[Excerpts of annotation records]
•••••

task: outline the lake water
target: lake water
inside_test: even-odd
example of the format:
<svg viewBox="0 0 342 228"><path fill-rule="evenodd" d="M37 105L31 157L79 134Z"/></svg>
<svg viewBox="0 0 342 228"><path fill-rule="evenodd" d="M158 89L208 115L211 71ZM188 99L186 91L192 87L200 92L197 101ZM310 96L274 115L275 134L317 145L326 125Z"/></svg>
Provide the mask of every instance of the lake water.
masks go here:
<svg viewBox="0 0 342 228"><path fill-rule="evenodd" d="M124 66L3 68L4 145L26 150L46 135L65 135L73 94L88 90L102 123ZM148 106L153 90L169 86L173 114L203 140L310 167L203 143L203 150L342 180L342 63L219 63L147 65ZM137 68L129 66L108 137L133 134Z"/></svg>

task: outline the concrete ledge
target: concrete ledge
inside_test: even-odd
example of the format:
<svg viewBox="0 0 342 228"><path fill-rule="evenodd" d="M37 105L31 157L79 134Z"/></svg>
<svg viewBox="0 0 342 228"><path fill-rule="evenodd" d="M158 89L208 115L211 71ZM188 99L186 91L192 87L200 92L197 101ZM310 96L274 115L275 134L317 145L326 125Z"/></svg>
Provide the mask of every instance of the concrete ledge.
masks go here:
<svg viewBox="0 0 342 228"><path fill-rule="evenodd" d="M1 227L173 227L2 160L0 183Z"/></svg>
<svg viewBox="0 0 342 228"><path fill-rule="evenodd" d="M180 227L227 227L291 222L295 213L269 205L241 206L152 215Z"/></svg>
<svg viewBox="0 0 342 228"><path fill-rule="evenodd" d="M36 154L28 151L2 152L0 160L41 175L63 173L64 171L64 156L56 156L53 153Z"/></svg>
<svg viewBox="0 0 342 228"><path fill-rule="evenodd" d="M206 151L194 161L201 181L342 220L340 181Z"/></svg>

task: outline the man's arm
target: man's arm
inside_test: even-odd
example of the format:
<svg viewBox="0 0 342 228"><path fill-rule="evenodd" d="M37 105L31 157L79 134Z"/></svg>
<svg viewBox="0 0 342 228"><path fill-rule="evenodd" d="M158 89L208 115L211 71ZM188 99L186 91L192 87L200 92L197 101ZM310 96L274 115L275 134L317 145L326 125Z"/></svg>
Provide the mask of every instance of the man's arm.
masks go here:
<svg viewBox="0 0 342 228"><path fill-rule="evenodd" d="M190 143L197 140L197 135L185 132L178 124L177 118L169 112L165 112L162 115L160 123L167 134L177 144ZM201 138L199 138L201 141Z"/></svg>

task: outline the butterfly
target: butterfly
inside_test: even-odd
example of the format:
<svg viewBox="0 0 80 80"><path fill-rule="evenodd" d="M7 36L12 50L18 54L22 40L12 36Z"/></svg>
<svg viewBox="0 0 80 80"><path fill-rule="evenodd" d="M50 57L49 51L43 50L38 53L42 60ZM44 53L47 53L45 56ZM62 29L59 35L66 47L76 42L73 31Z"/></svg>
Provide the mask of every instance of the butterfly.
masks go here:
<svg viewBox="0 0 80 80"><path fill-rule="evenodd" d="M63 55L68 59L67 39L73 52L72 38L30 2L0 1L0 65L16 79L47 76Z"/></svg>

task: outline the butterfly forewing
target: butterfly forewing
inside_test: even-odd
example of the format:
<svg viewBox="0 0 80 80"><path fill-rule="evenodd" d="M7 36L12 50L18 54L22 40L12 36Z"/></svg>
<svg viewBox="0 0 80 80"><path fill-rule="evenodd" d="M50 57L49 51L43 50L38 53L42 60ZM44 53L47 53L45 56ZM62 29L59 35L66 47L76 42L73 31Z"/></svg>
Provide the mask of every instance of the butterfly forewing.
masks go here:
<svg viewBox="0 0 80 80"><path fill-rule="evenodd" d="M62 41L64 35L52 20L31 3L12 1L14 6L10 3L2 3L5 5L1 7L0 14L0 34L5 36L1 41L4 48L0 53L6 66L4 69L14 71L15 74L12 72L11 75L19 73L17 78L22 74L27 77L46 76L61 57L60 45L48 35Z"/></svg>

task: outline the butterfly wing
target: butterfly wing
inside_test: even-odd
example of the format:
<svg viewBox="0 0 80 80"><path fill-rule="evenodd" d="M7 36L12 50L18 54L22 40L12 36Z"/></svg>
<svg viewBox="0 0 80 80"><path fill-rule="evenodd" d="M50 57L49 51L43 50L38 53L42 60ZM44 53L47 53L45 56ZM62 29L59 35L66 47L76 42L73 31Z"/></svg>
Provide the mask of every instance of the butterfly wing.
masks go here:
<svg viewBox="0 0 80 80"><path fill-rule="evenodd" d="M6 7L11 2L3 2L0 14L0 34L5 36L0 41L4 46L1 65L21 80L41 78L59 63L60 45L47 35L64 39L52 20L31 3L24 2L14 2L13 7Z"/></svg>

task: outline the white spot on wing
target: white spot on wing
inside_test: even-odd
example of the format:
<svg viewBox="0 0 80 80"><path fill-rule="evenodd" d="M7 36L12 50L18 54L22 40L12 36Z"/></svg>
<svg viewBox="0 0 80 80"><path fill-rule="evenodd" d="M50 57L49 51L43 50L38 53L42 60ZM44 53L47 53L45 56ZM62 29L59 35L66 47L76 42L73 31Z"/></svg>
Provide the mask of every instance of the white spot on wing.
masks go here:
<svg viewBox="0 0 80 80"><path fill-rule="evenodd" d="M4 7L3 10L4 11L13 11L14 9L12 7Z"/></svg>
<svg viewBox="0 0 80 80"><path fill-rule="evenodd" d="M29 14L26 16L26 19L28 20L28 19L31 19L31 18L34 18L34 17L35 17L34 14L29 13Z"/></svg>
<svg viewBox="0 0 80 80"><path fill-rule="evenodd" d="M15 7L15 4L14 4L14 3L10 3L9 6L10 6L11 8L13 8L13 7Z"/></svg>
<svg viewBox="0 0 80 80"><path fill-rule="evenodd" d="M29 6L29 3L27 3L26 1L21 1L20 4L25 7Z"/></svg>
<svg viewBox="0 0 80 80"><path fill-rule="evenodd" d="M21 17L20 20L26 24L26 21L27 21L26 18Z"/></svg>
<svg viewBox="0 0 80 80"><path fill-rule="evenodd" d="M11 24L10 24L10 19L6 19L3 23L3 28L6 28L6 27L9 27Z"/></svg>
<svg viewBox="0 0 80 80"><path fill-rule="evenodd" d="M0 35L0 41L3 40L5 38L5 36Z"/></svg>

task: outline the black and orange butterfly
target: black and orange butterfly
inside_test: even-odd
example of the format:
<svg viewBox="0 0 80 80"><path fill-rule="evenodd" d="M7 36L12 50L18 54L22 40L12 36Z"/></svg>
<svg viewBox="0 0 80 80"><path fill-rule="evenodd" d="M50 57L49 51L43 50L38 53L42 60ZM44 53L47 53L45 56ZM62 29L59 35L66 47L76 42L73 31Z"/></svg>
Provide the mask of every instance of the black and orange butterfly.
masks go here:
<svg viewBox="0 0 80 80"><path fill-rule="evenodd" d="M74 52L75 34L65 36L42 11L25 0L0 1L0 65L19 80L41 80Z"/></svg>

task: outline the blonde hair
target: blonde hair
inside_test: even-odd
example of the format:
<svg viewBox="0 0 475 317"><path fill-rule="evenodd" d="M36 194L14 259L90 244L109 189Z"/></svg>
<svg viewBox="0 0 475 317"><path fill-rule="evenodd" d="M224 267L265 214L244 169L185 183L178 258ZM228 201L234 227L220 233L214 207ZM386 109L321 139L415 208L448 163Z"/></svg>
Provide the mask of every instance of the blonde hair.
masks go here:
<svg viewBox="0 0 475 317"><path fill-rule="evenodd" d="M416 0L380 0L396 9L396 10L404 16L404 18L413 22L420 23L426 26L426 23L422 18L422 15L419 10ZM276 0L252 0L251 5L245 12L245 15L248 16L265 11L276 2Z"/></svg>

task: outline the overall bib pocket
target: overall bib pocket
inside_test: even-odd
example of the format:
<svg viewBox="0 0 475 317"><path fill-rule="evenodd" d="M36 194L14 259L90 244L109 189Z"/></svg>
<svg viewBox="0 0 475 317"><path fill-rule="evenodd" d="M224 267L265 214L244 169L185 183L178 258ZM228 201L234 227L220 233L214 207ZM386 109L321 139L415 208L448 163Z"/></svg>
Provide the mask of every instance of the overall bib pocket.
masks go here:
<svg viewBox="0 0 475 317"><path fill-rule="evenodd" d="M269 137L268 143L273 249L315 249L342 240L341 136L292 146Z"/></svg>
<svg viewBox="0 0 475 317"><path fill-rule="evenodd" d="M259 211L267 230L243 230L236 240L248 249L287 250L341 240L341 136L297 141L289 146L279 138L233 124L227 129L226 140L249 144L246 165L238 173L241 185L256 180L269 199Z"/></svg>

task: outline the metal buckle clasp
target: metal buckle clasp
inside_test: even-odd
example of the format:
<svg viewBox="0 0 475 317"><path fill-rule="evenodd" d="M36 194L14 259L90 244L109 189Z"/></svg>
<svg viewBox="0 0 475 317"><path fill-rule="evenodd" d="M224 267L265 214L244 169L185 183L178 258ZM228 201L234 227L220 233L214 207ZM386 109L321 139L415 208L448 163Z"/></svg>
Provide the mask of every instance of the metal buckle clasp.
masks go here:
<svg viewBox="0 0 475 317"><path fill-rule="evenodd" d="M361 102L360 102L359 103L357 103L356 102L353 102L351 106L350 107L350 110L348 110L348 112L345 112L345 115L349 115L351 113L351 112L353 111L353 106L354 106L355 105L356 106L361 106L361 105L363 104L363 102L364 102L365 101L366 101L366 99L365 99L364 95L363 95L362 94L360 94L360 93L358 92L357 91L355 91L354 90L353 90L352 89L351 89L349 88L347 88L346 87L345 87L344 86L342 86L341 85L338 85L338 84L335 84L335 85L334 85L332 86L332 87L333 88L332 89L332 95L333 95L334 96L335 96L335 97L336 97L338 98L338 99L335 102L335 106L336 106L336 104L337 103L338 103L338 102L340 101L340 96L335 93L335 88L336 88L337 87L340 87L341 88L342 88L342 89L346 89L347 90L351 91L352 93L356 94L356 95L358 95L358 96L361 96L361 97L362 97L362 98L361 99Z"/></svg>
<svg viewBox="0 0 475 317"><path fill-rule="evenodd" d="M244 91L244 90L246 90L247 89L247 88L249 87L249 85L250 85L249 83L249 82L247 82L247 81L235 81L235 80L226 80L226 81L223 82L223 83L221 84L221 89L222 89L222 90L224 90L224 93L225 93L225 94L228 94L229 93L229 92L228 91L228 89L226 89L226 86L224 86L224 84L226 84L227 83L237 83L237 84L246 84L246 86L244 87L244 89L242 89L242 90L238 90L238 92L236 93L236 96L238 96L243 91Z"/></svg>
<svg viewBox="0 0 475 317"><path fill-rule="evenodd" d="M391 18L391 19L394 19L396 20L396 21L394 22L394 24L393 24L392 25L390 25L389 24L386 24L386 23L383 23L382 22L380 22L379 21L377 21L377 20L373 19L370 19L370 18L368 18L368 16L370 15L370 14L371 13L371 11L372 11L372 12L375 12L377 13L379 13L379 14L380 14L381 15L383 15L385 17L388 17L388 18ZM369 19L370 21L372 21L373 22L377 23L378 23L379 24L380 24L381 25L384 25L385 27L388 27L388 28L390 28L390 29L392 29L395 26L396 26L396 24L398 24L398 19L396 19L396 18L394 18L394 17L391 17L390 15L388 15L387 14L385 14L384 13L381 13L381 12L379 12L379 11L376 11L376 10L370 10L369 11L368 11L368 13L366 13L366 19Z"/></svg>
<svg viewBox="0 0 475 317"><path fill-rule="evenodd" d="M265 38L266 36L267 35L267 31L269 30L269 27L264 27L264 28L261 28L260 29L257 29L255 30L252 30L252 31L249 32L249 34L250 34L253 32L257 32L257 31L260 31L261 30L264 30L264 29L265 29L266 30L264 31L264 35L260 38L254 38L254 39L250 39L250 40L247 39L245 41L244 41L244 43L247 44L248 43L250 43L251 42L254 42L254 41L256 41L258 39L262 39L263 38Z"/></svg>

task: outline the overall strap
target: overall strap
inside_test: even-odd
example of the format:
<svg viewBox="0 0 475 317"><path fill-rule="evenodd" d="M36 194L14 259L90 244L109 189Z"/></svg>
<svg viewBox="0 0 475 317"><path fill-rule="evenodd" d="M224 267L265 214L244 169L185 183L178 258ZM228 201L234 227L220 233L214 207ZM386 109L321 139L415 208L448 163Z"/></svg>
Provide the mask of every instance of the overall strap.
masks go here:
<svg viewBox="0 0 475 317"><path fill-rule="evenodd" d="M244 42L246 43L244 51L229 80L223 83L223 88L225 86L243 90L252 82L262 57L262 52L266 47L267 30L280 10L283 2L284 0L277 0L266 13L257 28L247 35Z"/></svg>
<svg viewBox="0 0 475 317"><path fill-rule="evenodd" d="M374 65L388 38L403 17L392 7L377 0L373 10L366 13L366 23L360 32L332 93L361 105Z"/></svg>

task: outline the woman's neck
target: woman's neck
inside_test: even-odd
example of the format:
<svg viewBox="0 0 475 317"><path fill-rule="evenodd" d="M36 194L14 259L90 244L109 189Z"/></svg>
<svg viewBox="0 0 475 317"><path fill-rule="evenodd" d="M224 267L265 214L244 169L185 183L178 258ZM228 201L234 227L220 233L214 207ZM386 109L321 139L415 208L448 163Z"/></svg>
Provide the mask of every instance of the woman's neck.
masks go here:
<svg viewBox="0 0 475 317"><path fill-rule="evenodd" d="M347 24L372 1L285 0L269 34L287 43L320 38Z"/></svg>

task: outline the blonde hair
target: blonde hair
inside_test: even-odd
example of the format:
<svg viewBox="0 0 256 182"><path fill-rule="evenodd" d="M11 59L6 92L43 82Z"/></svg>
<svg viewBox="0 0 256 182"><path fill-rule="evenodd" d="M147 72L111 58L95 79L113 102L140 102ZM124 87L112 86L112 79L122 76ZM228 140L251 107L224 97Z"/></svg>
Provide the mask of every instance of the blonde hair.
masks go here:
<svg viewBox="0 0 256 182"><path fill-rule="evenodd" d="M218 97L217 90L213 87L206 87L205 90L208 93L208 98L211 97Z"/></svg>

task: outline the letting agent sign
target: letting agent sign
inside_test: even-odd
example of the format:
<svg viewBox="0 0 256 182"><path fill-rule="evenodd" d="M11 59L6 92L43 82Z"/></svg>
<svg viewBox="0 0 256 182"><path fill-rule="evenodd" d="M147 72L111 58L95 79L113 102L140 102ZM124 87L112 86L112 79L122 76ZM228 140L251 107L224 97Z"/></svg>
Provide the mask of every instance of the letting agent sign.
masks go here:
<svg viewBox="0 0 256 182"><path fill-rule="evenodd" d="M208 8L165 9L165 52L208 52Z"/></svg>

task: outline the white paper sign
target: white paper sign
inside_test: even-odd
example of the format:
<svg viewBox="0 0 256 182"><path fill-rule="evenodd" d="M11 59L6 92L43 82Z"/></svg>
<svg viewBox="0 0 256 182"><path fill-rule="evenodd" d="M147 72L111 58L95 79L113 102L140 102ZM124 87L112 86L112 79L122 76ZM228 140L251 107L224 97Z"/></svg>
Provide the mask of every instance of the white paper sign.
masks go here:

•••••

Could you output the items from the start up to and including the line with "66L3 68L4 145L26" as a two-column CSV with the headers item_text and answer? Use one row per item, put each field in quotes, and replace line breaks with spaces.

Written solution >>
item_text,answer
"task: outline the lake water target: lake water inside_test: even-odd example of the format: <svg viewBox=""0 0 342 228""><path fill-rule=""evenodd"" d=""M37 105L31 157L79 134Z""/></svg> <svg viewBox=""0 0 342 228""><path fill-rule=""evenodd"" d=""M158 89L208 115L211 71ZM188 99L186 91L192 87L200 92L197 101ZM310 96L274 115L275 134L317 145L326 125Z""/></svg> Provide the mask of every instance of the lake water. masks go here:","<svg viewBox=""0 0 342 228""><path fill-rule=""evenodd"" d=""M124 66L3 68L4 145L26 150L46 135L65 135L73 94L88 90L102 123ZM148 106L153 90L169 86L173 114L203 140L310 167L203 143L203 150L342 180L342 63L219 63L147 65ZM137 68L129 66L108 137L133 134Z""/></svg>"